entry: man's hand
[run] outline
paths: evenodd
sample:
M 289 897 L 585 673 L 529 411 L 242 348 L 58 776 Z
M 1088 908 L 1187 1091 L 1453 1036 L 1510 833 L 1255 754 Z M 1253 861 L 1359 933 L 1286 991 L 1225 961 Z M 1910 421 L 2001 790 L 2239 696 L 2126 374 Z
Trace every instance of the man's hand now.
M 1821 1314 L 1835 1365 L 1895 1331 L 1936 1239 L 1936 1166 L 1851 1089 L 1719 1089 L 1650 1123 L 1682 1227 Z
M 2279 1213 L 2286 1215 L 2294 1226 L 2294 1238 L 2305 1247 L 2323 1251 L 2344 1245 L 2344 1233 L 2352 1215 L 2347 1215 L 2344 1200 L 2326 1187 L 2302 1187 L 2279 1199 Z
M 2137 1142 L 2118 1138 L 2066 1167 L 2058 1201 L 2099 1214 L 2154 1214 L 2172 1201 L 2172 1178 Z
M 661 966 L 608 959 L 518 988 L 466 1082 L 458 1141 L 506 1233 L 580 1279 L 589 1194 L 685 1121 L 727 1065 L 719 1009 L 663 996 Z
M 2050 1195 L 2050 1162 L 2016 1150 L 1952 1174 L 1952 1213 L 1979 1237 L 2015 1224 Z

...

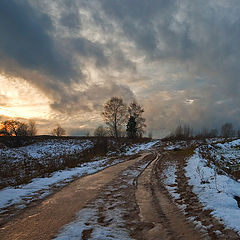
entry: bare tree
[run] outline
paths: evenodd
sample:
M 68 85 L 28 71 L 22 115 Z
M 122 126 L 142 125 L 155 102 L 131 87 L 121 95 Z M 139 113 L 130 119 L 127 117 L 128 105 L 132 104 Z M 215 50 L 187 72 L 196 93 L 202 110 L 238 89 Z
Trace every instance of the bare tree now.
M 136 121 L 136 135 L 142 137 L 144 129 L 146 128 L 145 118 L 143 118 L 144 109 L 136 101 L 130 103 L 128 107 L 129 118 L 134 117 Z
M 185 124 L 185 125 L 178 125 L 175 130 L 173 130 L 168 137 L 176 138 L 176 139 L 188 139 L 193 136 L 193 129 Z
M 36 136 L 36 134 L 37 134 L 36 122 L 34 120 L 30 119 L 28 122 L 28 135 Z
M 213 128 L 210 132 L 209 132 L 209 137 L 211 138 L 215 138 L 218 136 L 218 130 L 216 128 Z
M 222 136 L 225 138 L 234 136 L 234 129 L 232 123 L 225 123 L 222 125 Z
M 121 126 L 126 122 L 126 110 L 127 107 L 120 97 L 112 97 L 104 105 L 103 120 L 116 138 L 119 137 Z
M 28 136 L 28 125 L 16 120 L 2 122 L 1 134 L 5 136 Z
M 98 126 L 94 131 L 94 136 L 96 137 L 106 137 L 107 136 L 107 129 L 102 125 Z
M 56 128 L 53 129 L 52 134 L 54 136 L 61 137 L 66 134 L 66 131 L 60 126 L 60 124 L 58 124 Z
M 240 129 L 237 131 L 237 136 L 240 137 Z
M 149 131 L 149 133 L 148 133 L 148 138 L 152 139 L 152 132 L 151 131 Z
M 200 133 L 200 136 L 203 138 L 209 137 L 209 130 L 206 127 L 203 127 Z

What is expected: Using the records above, copy word for word the line with "entry: bare tree", the line with "M 122 126 L", and every line between them.

The completed task:
entry: bare tree
[run] outline
paths: evenodd
sample:
M 68 85 L 28 71 L 22 115 Z
M 122 126 L 142 125 L 155 102 L 131 87 L 121 95 Z M 139 113 L 130 119 L 127 117 L 128 105 L 132 104 Z M 215 50 L 187 72 L 196 93 L 202 110 L 238 89 Z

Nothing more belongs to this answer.